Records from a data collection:
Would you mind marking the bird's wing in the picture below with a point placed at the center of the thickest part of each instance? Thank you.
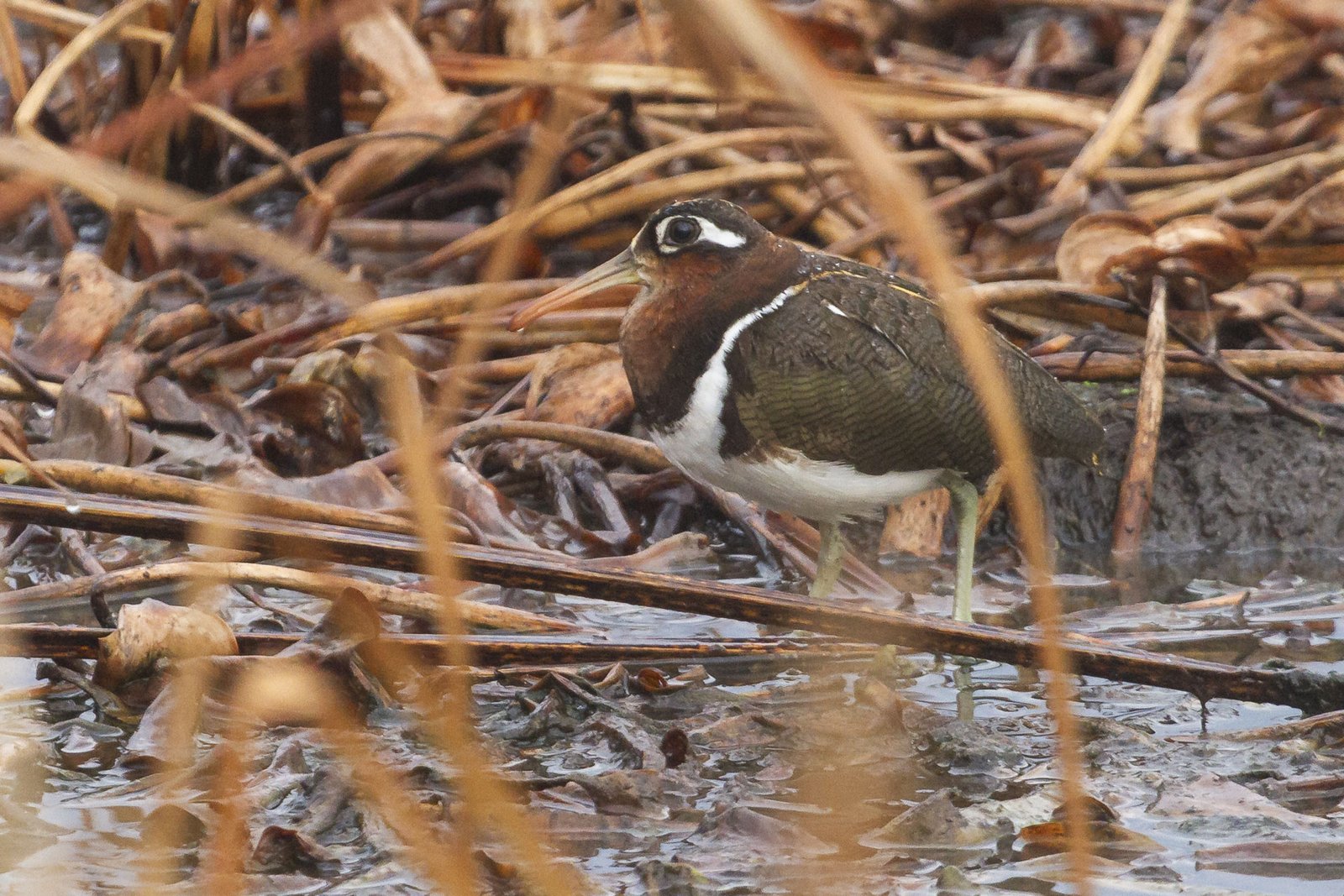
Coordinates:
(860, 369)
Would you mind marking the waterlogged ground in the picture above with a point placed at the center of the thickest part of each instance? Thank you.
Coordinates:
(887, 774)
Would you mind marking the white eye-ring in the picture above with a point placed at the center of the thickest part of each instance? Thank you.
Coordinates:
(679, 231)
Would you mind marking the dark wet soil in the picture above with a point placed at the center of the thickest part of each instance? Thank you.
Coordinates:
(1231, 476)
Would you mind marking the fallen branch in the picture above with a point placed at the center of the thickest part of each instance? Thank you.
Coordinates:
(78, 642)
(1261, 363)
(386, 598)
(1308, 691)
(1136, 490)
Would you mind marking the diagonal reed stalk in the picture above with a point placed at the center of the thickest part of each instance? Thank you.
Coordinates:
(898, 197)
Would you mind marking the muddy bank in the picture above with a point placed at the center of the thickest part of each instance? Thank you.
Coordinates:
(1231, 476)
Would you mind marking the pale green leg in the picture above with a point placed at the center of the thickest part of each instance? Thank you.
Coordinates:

▶ Task statement
Arrange all of the lines above as a numbered list, skipping any blank lines. Leave the pictures out of your answer.

▶ Right answer
1. Would you mind marking the bird's wing in the picture below with a point placed at the center of the thickest part of each instance? Thank you.
2. Coordinates:
3. (860, 369)
4. Would you mind marking the waterlogged ground in the picture above with a point placed at the center of the thickest part of each instance? Thank you.
5. Coordinates:
6. (887, 774)
7. Would you mind marking the white eye-ring in the picture above with a point placed at the center of the thickest part of each instance? Thank you.
8. Coordinates:
9. (679, 231)
10. Would you mind marking the dark wet soil in the picture above with a point placed at the center of the thickest part of each instance? Thank you.
11. Coordinates:
12. (1231, 476)
13. Would you mind marking the fallen branch in the picture above with a point placed at the center of the thickest part of each instance? Thank you.
14. Coordinates:
15. (78, 642)
16. (1261, 363)
17. (386, 598)
18. (1308, 691)
19. (1136, 490)
20. Would you mind marking the diagonal reed stalk in the picture above with a point placed at the center of the thickest part of each instance? Thank you.
21. Coordinates:
22. (898, 197)
23. Would you mind marking the muddy bank in the picture above with a point placed at the center of the thickest part of each instance? Thank you.
24. Coordinates:
25. (1231, 476)
26. Would you mind marking the pale green leg in the picture above with a point placed at the center of the thickest part of each instance? Thank you.
27. Coordinates:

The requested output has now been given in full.